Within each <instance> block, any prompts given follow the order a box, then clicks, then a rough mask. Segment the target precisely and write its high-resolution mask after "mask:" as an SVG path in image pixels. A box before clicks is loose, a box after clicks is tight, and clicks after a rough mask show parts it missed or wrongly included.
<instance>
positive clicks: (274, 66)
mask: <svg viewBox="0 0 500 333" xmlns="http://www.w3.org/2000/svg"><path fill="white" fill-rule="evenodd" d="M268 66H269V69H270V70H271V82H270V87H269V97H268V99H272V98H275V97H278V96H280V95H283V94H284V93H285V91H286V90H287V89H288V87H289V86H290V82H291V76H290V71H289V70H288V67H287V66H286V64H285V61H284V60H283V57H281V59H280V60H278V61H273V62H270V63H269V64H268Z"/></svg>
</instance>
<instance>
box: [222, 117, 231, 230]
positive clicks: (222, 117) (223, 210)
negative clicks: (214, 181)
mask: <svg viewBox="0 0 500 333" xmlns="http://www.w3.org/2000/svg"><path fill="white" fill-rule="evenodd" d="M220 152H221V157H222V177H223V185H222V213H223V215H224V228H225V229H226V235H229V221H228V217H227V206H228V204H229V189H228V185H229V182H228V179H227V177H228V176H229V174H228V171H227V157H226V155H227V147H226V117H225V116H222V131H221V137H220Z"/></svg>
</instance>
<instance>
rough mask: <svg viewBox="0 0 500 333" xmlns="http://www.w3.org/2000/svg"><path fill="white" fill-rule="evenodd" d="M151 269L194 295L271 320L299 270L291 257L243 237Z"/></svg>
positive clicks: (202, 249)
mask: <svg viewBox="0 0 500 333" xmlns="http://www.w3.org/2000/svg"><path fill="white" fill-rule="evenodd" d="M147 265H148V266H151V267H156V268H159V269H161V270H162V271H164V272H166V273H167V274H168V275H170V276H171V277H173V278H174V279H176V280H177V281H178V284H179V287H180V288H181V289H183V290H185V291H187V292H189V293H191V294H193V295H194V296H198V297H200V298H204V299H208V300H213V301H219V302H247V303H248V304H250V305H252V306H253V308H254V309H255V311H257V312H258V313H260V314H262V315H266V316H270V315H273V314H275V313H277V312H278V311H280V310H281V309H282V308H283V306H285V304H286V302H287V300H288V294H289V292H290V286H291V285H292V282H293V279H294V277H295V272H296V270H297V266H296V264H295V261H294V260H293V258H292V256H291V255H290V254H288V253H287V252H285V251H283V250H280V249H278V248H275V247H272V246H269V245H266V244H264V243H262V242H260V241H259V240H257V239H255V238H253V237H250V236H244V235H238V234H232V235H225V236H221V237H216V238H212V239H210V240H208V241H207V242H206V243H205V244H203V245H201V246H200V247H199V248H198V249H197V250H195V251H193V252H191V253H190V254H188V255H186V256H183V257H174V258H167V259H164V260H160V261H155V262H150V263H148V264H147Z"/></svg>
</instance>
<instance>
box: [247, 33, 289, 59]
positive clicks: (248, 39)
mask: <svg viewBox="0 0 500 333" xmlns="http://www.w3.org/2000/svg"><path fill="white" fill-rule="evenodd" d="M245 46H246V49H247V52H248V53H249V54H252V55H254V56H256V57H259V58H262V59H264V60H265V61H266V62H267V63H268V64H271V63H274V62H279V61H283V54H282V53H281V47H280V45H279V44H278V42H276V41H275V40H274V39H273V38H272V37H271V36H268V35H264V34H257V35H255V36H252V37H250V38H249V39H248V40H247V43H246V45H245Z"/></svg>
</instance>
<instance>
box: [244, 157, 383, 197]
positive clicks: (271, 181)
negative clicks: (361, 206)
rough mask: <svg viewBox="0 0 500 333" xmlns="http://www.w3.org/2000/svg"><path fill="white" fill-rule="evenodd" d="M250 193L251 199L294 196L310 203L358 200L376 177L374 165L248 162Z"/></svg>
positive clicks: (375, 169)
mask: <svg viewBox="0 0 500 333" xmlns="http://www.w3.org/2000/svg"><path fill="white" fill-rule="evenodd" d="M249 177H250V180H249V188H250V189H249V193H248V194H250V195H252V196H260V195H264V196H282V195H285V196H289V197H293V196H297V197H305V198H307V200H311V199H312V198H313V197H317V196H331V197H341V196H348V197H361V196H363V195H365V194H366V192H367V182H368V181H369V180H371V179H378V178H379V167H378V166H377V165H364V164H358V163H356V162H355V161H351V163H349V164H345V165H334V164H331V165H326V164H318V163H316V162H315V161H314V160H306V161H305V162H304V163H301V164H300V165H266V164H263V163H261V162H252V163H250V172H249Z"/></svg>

• Work request
Without leaving anything out, give the entries again exactly.

• Solution below
Within each <instance> block, any prompts given follow the order a box, then clicks, then a rough mask. Segment the target precisely and write its high-resolution mask after "mask:" as an SVG path in image pixels. A box before clicks is loose, a box after clicks is tight, and clicks after a rough mask show parts it missed or wrongly included.
<instance>
positive clicks: (274, 66)
mask: <svg viewBox="0 0 500 333" xmlns="http://www.w3.org/2000/svg"><path fill="white" fill-rule="evenodd" d="M268 66H269V69H270V70H271V82H270V87H269V97H268V99H272V98H275V97H278V96H280V95H283V94H284V93H285V91H286V90H287V89H288V87H289V86H290V82H291V76H290V71H289V70H288V67H287V66H286V64H285V61H284V60H283V57H281V59H280V60H278V61H273V62H270V63H269V64H268Z"/></svg>
</instance>
<instance>
box: [222, 117, 231, 230]
positive clicks: (222, 117) (223, 210)
negative clicks: (214, 181)
mask: <svg viewBox="0 0 500 333" xmlns="http://www.w3.org/2000/svg"><path fill="white" fill-rule="evenodd" d="M220 152H221V157H222V177H223V185H222V213H223V215H224V228H225V229H226V235H229V221H228V217H227V206H228V204H229V189H228V185H229V182H228V179H227V177H228V176H229V174H228V171H227V157H226V155H227V147H226V117H225V116H222V131H221V137H220Z"/></svg>
</instance>
<instance>
rough mask: <svg viewBox="0 0 500 333" xmlns="http://www.w3.org/2000/svg"><path fill="white" fill-rule="evenodd" d="M151 269L194 295L271 320L299 270L291 257L243 237Z"/></svg>
positive clicks: (202, 249)
mask: <svg viewBox="0 0 500 333" xmlns="http://www.w3.org/2000/svg"><path fill="white" fill-rule="evenodd" d="M147 265H148V266H151V267H156V268H159V269H161V270H162V271H164V272H166V273H167V274H168V275H170V276H171V277H173V278H174V279H176V280H177V281H178V284H179V287H180V288H181V289H183V290H185V291H187V292H189V293H191V294H193V295H194V296H198V297H200V298H204V299H208V300H213V301H219V302H247V303H248V304H250V305H252V306H253V308H254V309H255V311H257V312H258V313H260V314H262V315H266V316H270V315H273V314H275V313H277V312H278V311H280V310H281V309H282V308H283V306H285V304H286V302H287V300H288V294H289V292H290V286H291V285H292V282H293V279H294V277H295V272H296V270H297V266H296V264H295V261H294V260H293V258H292V256H291V255H290V254H288V253H287V252H285V251H283V250H280V249H278V248H275V247H272V246H269V245H266V244H264V243H262V242H260V241H259V240H257V239H255V238H253V237H250V236H244V235H238V234H232V235H225V236H221V237H216V238H212V239H210V240H208V241H207V242H206V243H205V244H203V245H201V246H200V247H199V248H198V249H197V250H195V251H193V252H191V253H190V254H188V255H186V256H183V257H174V258H167V259H164V260H160V261H155V262H150V263H148V264H147Z"/></svg>
</instance>
<instance>
box: [247, 33, 289, 59]
positive clicks: (248, 39)
mask: <svg viewBox="0 0 500 333" xmlns="http://www.w3.org/2000/svg"><path fill="white" fill-rule="evenodd" d="M245 46H246V49H247V52H248V53H249V54H252V55H254V56H256V57H259V58H262V59H264V60H265V61H266V62H267V63H268V64H271V63H274V62H279V61H283V54H282V53H281V47H280V45H279V44H278V42H276V41H275V40H274V39H273V38H272V37H271V36H268V35H264V34H257V35H255V36H252V37H250V38H249V39H248V40H247V43H246V45H245Z"/></svg>
</instance>
<instance>
box: [244, 157, 383, 197]
positive clicks: (271, 181)
negative clicks: (361, 206)
rough mask: <svg viewBox="0 0 500 333" xmlns="http://www.w3.org/2000/svg"><path fill="white" fill-rule="evenodd" d="M250 193L251 199L294 196L310 203L358 200L376 177L374 165L248 162Z"/></svg>
positive clicks: (375, 169)
mask: <svg viewBox="0 0 500 333" xmlns="http://www.w3.org/2000/svg"><path fill="white" fill-rule="evenodd" d="M249 177H250V180H249V188H250V189H249V193H248V194H250V195H252V196H260V195H264V196H282V195H285V196H289V197H293V196H297V197H305V198H307V200H311V199H312V198H313V197H317V196H331V197H341V196H348V197H361V196H363V195H365V194H366V192H367V182H368V181H369V180H371V179H378V178H379V167H378V166H377V165H364V164H358V163H356V162H355V161H351V163H349V164H345V165H334V164H331V165H326V164H318V163H316V162H315V161H314V160H306V161H305V162H304V163H301V164H300V165H266V164H263V163H261V162H252V163H250V172H249Z"/></svg>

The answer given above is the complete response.